*About this task:* When responding, copy every record below exactly as it appears.

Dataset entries
******************************

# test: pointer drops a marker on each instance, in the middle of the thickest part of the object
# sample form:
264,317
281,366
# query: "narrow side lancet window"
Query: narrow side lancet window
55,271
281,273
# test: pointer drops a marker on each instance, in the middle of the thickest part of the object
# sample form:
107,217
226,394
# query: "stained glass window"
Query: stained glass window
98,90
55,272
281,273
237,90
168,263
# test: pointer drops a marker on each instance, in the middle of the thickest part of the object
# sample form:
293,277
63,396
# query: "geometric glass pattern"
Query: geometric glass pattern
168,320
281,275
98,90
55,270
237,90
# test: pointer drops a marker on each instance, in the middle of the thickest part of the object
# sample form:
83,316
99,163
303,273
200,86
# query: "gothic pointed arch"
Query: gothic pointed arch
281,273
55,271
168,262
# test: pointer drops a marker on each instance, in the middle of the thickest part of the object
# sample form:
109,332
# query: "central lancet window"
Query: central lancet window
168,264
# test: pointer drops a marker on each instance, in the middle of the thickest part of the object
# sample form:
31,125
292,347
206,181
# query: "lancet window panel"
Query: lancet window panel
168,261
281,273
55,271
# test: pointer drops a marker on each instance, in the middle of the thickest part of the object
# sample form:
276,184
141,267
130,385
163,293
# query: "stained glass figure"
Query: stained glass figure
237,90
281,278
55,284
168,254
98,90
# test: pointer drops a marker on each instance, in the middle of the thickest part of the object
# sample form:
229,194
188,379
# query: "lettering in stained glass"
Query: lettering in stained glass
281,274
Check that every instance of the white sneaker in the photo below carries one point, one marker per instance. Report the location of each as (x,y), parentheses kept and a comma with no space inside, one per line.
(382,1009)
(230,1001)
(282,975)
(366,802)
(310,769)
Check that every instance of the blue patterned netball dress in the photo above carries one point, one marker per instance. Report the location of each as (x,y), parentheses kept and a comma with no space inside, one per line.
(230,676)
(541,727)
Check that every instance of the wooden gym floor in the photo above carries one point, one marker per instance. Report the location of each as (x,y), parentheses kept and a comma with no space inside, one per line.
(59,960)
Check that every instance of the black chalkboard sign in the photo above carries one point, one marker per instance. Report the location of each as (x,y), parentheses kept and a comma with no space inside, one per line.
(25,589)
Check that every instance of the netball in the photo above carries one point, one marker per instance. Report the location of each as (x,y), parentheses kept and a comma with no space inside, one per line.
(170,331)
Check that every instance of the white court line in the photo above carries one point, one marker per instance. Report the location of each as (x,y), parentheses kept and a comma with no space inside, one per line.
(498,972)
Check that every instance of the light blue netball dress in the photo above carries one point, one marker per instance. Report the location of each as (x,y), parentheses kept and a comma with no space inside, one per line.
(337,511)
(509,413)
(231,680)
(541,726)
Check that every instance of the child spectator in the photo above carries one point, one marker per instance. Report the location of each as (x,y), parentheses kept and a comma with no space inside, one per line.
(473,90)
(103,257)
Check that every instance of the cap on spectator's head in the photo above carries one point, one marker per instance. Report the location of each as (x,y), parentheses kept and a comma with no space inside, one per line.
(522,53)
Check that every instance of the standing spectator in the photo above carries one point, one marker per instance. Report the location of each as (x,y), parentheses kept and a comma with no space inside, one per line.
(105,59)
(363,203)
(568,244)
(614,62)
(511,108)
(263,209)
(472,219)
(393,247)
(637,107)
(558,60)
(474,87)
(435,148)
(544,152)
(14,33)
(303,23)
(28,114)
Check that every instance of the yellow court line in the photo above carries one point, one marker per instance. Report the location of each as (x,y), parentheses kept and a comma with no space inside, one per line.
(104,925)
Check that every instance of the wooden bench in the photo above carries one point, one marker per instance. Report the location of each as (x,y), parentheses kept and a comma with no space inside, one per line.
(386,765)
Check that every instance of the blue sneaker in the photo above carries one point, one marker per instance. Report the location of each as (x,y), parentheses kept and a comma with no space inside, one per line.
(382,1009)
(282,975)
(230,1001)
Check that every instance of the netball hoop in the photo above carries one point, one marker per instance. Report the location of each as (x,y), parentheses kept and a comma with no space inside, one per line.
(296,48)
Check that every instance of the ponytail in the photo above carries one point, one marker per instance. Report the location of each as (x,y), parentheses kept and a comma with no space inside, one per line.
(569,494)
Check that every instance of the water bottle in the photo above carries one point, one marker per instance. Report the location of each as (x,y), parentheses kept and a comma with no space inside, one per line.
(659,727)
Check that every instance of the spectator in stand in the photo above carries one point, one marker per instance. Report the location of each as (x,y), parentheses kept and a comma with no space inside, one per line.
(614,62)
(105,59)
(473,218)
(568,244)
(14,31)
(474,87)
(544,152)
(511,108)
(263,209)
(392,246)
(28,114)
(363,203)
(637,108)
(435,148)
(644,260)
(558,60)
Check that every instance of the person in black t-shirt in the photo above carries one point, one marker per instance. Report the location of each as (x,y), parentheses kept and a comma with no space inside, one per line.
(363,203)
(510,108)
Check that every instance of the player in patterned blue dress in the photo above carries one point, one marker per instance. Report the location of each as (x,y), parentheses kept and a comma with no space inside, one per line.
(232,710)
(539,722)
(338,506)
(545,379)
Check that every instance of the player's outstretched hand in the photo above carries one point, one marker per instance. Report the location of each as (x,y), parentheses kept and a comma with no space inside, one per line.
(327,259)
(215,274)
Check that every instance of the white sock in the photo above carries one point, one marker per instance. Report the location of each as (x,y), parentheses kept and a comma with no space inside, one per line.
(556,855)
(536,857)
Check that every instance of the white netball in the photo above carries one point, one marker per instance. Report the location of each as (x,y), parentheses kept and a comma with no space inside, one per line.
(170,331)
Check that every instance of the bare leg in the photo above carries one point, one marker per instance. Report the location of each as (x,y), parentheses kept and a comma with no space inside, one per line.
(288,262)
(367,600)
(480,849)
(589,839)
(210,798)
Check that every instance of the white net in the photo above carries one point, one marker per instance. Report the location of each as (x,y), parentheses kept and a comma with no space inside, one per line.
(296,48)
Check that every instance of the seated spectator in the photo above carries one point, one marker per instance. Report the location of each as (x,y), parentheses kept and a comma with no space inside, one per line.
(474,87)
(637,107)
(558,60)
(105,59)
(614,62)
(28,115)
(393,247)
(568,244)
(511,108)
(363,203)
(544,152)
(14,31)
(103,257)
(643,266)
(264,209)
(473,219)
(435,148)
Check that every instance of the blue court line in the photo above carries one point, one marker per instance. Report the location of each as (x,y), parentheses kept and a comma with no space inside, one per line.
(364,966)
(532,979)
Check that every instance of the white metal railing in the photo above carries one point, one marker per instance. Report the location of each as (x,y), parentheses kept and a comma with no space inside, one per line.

******************************

*Answer:*
# test: pointer drops a marker on each instance, in the middle of the thickest part of the object
# sample form:
264,317
281,366
# query: "narrow side lancet window"
Query: narrow side lancet window
55,271
281,273
# test: pointer drops a marker on each instance, in the middle of the thickest part of the object
# sample form:
107,217
226,394
# query: "stained glass window"
Query: stained glass window
98,90
55,272
281,273
237,90
168,263
# test: pointer drops a marker on each instance, in the middle of the thickest part of the object
# sample form:
293,277
63,396
# query: "geometric glass pattern"
Query: geometric glass pattern
168,320
281,275
98,90
55,270
237,90
# test: pointer drops a marker on each instance, in the middle of the thickest part of the object
# sample form:
83,316
99,163
303,273
200,86
# query: "gothic pointed arch"
Query: gothic pointed arch
281,273
55,271
168,262
# test: pointer drops a marker on each instance, in the middle of the thickest part of the object
# sample form:
109,332
# query: "central lancet window"
Query: central lancet window
168,264
# test: pointer drops a marker on each instance, in the middle of the thickest part of the object
# sample form:
31,125
292,347
206,181
# query: "lancet window panel"
Query: lancet window panel
168,261
281,273
55,271
# test: pointer drops a marker on each instance, in the middle of the thickest part of the object
# sample form:
276,184
141,267
130,385
163,293
# query: "stained glass figure"
Query: stained glass figure
237,90
281,278
55,284
168,254
98,90
# test: pointer drops a marker on each instance, in the middle of the thickest part of the object
# sample form:
229,194
188,379
# query: "lettering in stained glass"
Query: lettering in stained glass
281,274
Check that every instance of the white sneaker in the photo below carries one point, one marker per instance. Report the location of each as (x,y), parentheses kept and a comma with no space inside, one per line.
(382,1009)
(230,1001)
(282,975)
(366,802)
(310,769)
Check that every instance of the blue patterned netball dress in the photo above carries one point, one marker per instance. Report the location of each as (x,y), parentheses kept and a comma with no space inside, one per line.
(230,676)
(541,727)
Check that every instance of the wooden gym floor in the photo above carries one point, one marker per instance. Report the location of each as (x,y), parentheses kept and a comma with no space inside, one per line.
(59,960)
Check that every instance of the black chalkboard sign in the photo above carries one point, one marker per instance. Report the location of each as (x,y), parentheses kept and a comma with no space inside, one per line.
(25,589)
Check that every instance of the netball in the photo above carries one point, one marker per instance. Report the location of each as (x,y), parentheses kept and a comma with no space inside, one per line.
(170,331)
Check that every instance of the white court line in the photo above carries one point, one marker per instance. Report the location of each as (x,y), parentheses kept and a comma with no space inside, one per line.
(498,972)
Check that every instance of the light blue netball dress in the photo above carries one point, one marker per instance. Report the location of each as (x,y), parentheses kept and a comma with no space inside, one per line.
(337,511)
(509,413)
(231,680)
(541,726)
Check that every instance of the child spectator in the photo above carries one point, one marker per instance. Report the location of each as (x,y), parentheses kept and a comma with no space inside, one per line.
(473,90)
(103,257)
Check that every instance of the cap on spectator's head in the photo above carries one point, one marker per instance. Report the location of each as (x,y), parentheses kept and a comma with no space inside, one per line.
(522,53)
Check that every instance of the standing spectator in the photo above carries one point, one marker per instance. Report the location of each as (x,y), parentheses kept and a comma with no space inside, one per line.
(105,59)
(363,203)
(568,244)
(614,62)
(511,108)
(263,209)
(472,219)
(393,247)
(637,107)
(558,60)
(474,87)
(435,148)
(544,152)
(14,33)
(303,23)
(28,114)
Check that every instance of the yellow court line in the photo above carries one point, one marker per instance. Report the location of each as (x,y), parentheses kept and a comma with no space inside, one per line.
(104,925)
Check that every instance of the wooden bench in the photo above carries one point, one marker per instance. Report the location of each as (x,y), parentheses kept and a comma with no space inside, one per line.
(386,765)
Check that every instance of the blue sneaker in the photo above carries one point, one marker per instance. Report the location of each as (x,y), parentheses kept and a comma with no space inside, one per line.
(382,1009)
(282,975)
(230,1001)
Check that every instance of the netball hoop in the photo above carries one point, one marker per instance. Report the location of each as (x,y), parentheses kept and a comma with no space inside, one per line.
(296,48)
Check that every instance of the ponytail in the photo above carries one point, one marker per instance. Report the location of each as (x,y), parentheses kept and a comma with no space inside, one per line.
(569,494)
Check that every instance of the water bottle in the photo above carries one point, one marker per instance. Report the location of each as (x,y), parentheses kept and a comma with no space inside, one per line.
(659,727)
Check that every instance of the spectator in stand in the photo above carries one point, one marker per instance. Report the location of each as (x,y), parentheses kept and a comma with no space inside, one per line.
(614,62)
(105,59)
(473,218)
(568,244)
(14,31)
(474,87)
(544,152)
(511,108)
(263,209)
(392,246)
(28,114)
(363,203)
(637,108)
(435,148)
(644,260)
(558,60)
Check that every instance of the person in black t-shirt in the photo above carries one point, one marker per instance. Report the location of each as (x,y), parentheses kept and a comma with no space inside, one per line.
(363,203)
(510,108)
Check that every instance of the player in patterned blue dress in the photo above carries one point, one marker per instance. Report the location of each as (x,y), parentheses kept and a comma with no space inside, one per line.
(232,710)
(539,722)
(338,506)
(545,379)
Check that every instance of the player's outstretched hand in the photo above carries one point, one marker per instance. Report the location of each as (x,y), parentheses kept and a comma with no space inside, one per line.
(327,259)
(215,274)
Check that every instance of the white sock in the photo above carries one point, one marker per instance. Report the location of each as (x,y), parentheses kept and a comma with no space inside, one per line.
(556,855)
(536,857)
Check that every instance of the white netball in the photo above carries one point, one marker per instance. Report the location of each as (x,y), parentheses kept and a comma with no space inside, one per line.
(170,331)
Check that every instance of the bare leg in the photo above carries one point, one marker per instance. Report the location of each as (x,y), parentheses kept and a comma with no space inside, one per line.
(288,262)
(367,600)
(480,849)
(589,839)
(210,798)
Check that every instance of the white net in the photo above carries one point, one marker per instance. Report the location of each as (x,y), parentheses kept and a comma with no space inside, one per line.
(296,48)
Check that every instance of the seated spectator in the photo above carries one point, one marker per instance. Report the location of each as (x,y), parentheses kept and a comma with no space inside, one per line.
(474,87)
(637,107)
(558,60)
(105,59)
(614,62)
(28,115)
(393,247)
(568,244)
(511,108)
(363,203)
(544,152)
(14,31)
(103,257)
(643,266)
(264,209)
(473,219)
(435,148)
Check that every instance of the blue court line in the photo above carries one point, one marker per instance. Report the location of each as (x,y), parentheses kept and a comma with no space inside, one per line.
(364,966)
(532,979)
Check that every instance of the white metal railing in the photo above carries one point, one marker per instance. Report the location of each as (x,y), parentheses kept and a comma with no space inside, one per line.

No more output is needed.